- Texto -

++++++

Desde hace algo más de un año, mi vida transcurre entre Barcelona y Madrid ( por obra y gracia de ese angelote con alas y armado de flechas que todos conocemos), entre un pueblo de la costa y un pueblo de la sierra. El príncipe que Cupido eligió para mí (mi sapo, como ambos decimos bromeando) es también un gran amante de los animales, como yo, así que ahora sumamos tres hijos, dos gatas, una perra y una tortuga. La perra es suya y ahí la tenéis, en esa foto. Es una rottweiler cariñosa, buena y noble. ¡Qué lástima que las malas lenguas y la leyenda urbana le hayan dado el sobrenombre de peligrosa a esta raza!. Esta entrada se la dedico a ella, a Bruna, que, a sus doce años, sigue enriqueciendo nuestra vida con su presencia. Y se la dedico también al párroco de la iglesia de San Antón , que ayer deseó a esta dulzura de perra que tardara mucho en conocer al santo Abad.


Bruna olisqueaba inquieta el aire, rodeada por perros de todas las razas y tamaños... de todas las razas y tamaños al igual que sus dueños, que acompañaban, alegres y parlanchines, a sus mascotas. Altos, bajos, gordos, flacos, damas y caballeros de la cofradía del amor sempiterno a cualquier criatura de cuatro patas. 

La Iglesia de San Antón, en la calle Hortaleza, se tapaba, a ratos, los oídos, aturullada por el constante concierto de ladridos, maullidos, risas y voces que la rodeaban. Los animalitos llegaban para ser bendecidos en el día de su patrón, San Antonio Abad y para cumplir con la tradición de dar tres vueltas a la iglesia, que abría sus puertas para tan importante ocasión.

Bruna llegó hasta el lugar de la mano de su orgulloso amo, un grandullón con barba blanca que reía mientras intentaba controlar a su perra, que no sabía si acercarse al dogo Alemán, a la caniche vestida de faralaes o al bulldog francés que ladraba unos cuantos humanos por detrás de ella. Se sentaba y se volvía a levantar. Inclinaba la cabeza para mirar a su dueño con sus grandes ojos castaños, llenos de inocencia y de dulzura preguntándose qué hacían allí, rodeados de semejante alboroto, en lugar de trotar por algún lugar de la sierra como siempre hacían.

++++++

- Tareas -
1. ¿Cuántos años tiene Bruna, según el texto?
2. Explica en pocas palabras, según el texto, para qué llegaban los animales a la Iglesia de San Antón.
3. Transcribe del texto el fragmento que va desde "Desde hace algo" hasta "al santo Abad.".

- Datos -
++++++

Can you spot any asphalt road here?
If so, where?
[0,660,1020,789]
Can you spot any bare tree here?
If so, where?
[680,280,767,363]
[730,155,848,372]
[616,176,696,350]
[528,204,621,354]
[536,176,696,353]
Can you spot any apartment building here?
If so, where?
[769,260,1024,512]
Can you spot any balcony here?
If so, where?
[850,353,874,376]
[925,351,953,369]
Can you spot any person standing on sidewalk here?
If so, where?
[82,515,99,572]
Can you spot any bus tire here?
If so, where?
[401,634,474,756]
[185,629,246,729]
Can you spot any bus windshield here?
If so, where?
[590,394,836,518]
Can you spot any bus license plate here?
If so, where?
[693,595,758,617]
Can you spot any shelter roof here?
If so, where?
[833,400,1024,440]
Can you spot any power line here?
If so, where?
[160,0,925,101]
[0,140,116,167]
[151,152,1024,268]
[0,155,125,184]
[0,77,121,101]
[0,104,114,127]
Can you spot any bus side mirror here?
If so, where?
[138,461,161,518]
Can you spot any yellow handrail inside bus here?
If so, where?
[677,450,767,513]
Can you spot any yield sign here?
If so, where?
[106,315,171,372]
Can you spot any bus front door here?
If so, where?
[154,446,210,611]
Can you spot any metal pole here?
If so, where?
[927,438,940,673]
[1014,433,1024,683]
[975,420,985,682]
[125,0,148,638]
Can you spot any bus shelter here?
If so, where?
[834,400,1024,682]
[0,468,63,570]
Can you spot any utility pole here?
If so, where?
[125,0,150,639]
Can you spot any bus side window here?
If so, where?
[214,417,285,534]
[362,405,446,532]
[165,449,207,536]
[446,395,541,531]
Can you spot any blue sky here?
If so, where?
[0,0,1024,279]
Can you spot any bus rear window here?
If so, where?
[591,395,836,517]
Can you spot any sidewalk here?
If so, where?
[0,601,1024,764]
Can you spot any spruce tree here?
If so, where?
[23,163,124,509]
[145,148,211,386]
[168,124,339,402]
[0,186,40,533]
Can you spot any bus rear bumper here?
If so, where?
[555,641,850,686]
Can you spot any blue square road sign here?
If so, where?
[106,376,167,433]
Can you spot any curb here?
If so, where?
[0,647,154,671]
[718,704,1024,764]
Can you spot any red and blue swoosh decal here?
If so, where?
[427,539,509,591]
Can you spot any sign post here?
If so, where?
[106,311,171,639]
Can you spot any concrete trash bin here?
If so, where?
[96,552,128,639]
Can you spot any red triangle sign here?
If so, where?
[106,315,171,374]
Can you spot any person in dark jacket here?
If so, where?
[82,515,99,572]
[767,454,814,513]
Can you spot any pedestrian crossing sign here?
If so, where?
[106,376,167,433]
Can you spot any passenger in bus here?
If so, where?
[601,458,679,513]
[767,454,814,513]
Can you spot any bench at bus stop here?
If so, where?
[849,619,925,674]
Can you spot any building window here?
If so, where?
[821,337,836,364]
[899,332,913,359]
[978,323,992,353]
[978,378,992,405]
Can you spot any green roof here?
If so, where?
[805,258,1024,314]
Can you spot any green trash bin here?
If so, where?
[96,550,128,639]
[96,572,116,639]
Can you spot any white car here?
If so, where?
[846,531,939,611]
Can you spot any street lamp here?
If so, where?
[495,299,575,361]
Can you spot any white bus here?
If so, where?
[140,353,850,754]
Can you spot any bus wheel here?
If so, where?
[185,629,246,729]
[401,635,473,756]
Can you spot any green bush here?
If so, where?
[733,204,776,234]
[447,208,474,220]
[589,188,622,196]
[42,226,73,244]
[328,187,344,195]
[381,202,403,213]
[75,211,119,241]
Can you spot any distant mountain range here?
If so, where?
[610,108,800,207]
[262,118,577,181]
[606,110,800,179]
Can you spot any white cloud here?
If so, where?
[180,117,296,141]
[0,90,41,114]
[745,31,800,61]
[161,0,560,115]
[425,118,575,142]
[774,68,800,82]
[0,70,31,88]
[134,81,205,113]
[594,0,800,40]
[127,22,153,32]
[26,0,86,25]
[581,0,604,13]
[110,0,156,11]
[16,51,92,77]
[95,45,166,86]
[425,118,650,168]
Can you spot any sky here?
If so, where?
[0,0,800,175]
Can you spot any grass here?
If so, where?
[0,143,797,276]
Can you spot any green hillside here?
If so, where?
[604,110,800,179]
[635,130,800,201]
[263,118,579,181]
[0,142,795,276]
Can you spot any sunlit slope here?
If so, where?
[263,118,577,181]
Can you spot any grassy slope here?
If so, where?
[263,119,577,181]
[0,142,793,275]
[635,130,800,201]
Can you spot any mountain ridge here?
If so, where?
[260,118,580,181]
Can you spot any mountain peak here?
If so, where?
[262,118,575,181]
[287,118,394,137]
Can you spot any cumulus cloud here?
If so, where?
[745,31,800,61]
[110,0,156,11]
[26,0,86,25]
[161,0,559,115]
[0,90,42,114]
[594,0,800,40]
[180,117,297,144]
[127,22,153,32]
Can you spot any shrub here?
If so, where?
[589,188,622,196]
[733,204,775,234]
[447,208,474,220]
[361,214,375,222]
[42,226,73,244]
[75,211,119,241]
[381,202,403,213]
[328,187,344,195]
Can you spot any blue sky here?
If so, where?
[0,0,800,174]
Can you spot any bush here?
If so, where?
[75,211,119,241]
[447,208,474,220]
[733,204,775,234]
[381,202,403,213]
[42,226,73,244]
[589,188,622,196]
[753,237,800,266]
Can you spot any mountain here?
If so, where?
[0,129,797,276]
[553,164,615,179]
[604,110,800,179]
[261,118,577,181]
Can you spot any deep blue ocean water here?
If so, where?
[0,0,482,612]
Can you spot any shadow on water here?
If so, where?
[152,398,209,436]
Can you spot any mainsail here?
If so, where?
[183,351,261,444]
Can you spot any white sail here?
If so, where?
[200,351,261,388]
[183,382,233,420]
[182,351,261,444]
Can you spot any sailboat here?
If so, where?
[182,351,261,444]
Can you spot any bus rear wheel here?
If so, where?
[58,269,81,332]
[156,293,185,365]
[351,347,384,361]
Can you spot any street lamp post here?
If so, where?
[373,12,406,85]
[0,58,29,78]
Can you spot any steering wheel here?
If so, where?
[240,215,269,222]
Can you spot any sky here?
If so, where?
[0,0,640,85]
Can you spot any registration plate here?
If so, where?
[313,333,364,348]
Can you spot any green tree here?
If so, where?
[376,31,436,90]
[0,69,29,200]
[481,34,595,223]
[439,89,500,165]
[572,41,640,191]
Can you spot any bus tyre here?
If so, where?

++++++

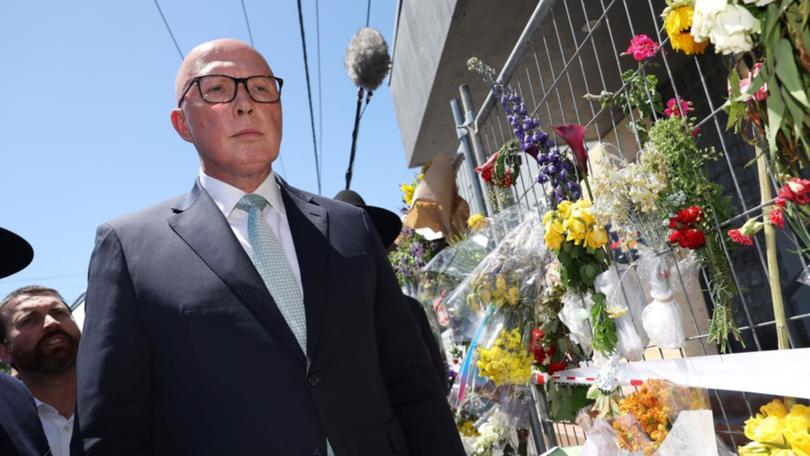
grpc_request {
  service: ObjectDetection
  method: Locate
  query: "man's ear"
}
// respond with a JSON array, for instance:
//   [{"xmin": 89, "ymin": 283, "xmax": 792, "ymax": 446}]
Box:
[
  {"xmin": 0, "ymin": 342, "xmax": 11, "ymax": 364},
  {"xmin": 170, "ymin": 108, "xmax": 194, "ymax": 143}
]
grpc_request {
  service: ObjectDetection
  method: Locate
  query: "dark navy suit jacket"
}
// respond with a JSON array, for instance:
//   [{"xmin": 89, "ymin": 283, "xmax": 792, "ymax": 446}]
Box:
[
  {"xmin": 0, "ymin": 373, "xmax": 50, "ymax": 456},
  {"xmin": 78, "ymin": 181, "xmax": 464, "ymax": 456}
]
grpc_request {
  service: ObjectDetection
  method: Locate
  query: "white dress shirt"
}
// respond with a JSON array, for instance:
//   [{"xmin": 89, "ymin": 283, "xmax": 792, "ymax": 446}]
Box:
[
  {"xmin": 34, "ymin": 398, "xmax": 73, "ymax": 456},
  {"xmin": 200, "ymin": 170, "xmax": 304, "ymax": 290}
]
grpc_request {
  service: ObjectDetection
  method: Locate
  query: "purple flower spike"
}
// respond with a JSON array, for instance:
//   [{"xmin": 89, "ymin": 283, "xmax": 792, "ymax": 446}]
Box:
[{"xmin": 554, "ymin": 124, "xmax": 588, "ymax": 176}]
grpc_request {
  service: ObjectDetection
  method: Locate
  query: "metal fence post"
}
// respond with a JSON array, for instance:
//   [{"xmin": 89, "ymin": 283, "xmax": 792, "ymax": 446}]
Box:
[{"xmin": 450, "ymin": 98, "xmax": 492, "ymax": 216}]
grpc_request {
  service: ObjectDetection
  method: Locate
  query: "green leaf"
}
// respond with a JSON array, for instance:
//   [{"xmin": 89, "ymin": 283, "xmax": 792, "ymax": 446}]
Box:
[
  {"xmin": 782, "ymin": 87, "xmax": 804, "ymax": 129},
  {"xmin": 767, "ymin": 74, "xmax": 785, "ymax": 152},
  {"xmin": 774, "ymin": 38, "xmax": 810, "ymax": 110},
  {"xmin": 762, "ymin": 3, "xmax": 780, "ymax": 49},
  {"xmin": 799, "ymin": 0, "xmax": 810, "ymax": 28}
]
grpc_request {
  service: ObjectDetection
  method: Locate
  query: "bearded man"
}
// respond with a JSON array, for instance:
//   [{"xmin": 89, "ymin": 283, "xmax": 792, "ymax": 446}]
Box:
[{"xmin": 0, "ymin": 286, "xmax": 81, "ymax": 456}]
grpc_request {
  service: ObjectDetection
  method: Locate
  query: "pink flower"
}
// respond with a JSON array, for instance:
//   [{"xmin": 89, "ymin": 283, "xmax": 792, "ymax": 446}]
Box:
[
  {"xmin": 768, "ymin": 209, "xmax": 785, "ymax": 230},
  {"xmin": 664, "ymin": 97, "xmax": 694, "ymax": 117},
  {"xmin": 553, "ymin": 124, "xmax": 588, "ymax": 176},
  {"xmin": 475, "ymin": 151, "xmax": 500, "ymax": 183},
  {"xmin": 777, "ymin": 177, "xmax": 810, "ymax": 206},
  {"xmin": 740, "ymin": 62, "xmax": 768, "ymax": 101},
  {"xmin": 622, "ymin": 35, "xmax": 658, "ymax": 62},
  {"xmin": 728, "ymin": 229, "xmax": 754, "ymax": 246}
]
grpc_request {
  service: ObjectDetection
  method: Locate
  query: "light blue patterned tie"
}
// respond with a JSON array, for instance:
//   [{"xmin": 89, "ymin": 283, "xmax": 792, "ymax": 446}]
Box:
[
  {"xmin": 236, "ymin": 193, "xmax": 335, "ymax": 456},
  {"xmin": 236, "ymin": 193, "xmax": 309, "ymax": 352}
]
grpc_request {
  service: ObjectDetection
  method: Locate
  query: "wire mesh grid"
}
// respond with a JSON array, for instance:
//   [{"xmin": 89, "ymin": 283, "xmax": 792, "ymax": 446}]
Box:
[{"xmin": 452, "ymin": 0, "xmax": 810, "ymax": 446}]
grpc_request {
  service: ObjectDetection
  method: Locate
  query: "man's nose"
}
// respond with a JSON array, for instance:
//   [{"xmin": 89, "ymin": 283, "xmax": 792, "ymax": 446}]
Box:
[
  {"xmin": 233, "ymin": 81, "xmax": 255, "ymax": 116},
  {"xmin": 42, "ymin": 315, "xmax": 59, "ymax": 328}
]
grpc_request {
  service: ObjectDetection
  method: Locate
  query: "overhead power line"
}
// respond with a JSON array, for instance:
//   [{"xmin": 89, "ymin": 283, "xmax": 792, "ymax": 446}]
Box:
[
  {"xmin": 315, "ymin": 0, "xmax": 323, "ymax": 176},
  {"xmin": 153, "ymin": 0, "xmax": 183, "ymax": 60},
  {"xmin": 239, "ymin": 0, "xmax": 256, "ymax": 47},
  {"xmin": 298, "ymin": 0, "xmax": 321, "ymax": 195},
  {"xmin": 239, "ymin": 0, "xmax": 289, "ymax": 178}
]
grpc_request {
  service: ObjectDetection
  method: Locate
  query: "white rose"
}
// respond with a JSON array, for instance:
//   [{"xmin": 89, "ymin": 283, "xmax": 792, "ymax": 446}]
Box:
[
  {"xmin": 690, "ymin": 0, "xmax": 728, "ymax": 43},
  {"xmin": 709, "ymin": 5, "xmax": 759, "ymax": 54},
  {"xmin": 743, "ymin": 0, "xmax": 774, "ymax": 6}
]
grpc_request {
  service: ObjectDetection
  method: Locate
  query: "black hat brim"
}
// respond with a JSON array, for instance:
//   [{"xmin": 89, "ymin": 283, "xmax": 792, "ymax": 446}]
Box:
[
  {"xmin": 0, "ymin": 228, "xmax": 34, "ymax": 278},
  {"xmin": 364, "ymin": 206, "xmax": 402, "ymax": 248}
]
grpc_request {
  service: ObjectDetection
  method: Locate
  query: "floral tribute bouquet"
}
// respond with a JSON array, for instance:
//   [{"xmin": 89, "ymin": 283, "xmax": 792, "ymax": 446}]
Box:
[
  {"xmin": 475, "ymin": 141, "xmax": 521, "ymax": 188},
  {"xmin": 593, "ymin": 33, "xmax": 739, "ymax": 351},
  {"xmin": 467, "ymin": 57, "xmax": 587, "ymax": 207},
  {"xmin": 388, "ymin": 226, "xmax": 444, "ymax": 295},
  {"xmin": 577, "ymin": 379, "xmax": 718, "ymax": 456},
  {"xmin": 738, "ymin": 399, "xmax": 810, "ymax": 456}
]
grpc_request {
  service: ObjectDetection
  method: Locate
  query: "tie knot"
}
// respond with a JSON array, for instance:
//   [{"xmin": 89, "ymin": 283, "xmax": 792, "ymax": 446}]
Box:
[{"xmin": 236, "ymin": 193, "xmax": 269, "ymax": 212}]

++++++

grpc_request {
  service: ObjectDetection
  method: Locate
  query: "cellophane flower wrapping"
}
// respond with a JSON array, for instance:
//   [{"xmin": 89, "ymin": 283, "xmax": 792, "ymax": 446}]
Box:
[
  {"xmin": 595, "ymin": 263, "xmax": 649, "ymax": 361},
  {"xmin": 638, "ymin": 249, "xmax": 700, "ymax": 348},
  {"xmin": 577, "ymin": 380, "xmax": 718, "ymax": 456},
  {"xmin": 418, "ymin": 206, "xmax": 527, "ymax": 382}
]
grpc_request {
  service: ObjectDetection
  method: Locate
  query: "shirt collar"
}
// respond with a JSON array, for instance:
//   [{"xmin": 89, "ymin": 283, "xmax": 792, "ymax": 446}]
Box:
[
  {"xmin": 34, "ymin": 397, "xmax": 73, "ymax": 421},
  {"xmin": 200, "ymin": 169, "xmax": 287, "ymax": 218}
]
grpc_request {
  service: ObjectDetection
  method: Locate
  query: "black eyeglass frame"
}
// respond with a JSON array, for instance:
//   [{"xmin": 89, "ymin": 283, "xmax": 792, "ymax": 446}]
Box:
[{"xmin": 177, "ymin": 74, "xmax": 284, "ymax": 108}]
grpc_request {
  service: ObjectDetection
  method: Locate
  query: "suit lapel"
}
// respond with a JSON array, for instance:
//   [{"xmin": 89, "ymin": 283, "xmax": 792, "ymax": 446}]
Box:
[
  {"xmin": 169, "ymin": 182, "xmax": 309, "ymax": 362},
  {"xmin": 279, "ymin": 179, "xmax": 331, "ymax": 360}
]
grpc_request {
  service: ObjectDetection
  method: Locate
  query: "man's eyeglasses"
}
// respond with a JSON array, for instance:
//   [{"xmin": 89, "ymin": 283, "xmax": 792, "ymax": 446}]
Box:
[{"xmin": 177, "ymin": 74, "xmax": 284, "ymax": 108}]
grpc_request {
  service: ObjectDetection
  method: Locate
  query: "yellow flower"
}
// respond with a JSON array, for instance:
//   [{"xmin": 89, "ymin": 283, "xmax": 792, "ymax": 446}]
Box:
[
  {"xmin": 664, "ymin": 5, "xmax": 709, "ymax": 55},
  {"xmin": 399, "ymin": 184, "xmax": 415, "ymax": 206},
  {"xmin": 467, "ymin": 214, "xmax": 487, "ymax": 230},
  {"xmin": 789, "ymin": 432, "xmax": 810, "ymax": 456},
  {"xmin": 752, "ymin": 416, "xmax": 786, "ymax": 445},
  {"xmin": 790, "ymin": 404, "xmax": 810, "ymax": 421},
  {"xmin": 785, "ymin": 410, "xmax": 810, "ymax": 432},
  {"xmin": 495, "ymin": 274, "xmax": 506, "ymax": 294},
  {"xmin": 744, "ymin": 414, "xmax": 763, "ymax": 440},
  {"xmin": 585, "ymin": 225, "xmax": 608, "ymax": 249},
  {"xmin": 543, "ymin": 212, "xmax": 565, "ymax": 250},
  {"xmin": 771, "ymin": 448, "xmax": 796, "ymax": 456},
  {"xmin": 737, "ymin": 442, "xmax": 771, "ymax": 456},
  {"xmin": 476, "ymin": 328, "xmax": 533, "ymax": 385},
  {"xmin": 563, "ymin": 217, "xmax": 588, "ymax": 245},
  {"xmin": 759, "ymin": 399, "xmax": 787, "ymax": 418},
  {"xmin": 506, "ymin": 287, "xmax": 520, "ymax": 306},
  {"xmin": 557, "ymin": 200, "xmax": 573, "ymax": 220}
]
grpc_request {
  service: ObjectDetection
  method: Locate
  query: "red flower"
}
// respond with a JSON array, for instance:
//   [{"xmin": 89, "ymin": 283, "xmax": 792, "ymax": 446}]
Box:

++++++

- Soluciones -
1. Doce años.

2. Llegaban para ser bendecidos en el día de su patrón, San Antonio Abad. También iban para cumplir con la tradición de dar tres vueltas a la iglesia.

3.
Desde hace algo más de un año, mi vida transcurre entre Barcelona y Madrid ( por obra y gracia de ese angelote con alas y armado de flechas que todos conocemos), entre un pueblo de la costa y un pueblo de la sierra. El príncipe que Cupido eligió para mí (mi sapo, como ambos decimos bromeando) es también un gran amante de los animales, como yo, así que ahora sumamos tres hijos, dos gatas, una perra y una tortuga. La perra es suya y ahí la tenéis, en esa foto. Es una rottweiler cariñosa, buena y noble. ¡Qué lástima que las malas lenguas y la leyenda urbana le hayan dado el sobrenombre de peligrosa a esta raza!. Esta entrada se la dedico a ella, a Bruna, que, a sus doce años, sigue enriqueciendo nuestra vida con su presencia. Y se la dedico también al párroco de la iglesia de San Antón , que ayer deseó a esta dulzura de perra que tardara mucho en conocer al santo Abad.